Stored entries
################

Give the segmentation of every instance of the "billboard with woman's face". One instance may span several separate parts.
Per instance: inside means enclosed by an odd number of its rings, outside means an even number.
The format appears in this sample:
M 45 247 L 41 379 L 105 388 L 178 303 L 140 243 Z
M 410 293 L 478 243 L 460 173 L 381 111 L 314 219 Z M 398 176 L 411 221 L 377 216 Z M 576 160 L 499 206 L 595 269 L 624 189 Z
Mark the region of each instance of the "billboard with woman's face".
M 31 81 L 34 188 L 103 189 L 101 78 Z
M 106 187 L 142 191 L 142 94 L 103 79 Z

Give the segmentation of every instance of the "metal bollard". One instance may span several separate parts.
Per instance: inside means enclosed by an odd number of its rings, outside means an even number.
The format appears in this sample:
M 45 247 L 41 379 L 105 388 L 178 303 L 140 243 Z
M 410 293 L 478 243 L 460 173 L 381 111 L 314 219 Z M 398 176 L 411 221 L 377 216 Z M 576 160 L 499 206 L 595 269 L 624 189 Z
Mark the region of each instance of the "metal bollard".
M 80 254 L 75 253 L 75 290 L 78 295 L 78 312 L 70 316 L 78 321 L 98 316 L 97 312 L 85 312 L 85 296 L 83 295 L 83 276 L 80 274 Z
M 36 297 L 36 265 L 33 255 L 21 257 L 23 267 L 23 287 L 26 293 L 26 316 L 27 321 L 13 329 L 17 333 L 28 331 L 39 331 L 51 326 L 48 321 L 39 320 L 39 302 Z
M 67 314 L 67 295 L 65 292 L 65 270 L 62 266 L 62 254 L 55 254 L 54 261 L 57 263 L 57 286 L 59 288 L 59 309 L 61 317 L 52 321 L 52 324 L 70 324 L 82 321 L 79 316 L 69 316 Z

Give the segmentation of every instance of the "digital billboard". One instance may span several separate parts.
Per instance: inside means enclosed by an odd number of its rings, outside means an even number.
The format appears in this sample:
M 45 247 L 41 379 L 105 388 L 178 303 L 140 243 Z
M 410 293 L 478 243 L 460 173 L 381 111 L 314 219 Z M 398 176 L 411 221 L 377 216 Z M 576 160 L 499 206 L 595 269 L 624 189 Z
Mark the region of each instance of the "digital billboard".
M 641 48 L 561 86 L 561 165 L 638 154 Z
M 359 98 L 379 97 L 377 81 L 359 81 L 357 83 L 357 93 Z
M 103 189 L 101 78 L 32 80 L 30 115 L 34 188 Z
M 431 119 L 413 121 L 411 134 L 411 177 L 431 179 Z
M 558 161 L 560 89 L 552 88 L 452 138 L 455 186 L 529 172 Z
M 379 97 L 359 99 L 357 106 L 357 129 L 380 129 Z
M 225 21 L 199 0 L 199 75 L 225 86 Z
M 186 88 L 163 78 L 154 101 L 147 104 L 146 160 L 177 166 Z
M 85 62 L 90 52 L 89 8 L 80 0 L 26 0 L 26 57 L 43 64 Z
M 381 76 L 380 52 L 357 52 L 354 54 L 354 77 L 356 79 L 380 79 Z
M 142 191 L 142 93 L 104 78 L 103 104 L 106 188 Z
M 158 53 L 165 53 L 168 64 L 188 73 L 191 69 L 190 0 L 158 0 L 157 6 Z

################

*Task description*
Add 20 to every coordinate in the answer outlines, and write out all lines from the start of the rows down through the line containing "M 106 187 L 142 191 L 142 94 L 103 79 Z", both included, with everything else unchanged.

*Response to this task*
Give the segmentation of every instance of the "billboard with woman's face". One instance may span several separate parts.
Per instance: inside means enclosed by an odd number of its rings, outside means an even number.
The format appears in this sample:
M 45 247 L 41 379 L 105 388 L 178 303 L 140 243 Z
M 410 293 L 478 243 L 460 173 L 381 111 L 314 219 Z M 398 176 L 411 221 L 377 216 Z M 576 160 L 499 206 L 595 269 L 624 189 Z
Mark the region of each instance of the "billboard with woman's face".
M 51 101 L 54 208 L 123 209 L 121 98 Z
M 126 207 L 162 211 L 162 114 L 123 99 Z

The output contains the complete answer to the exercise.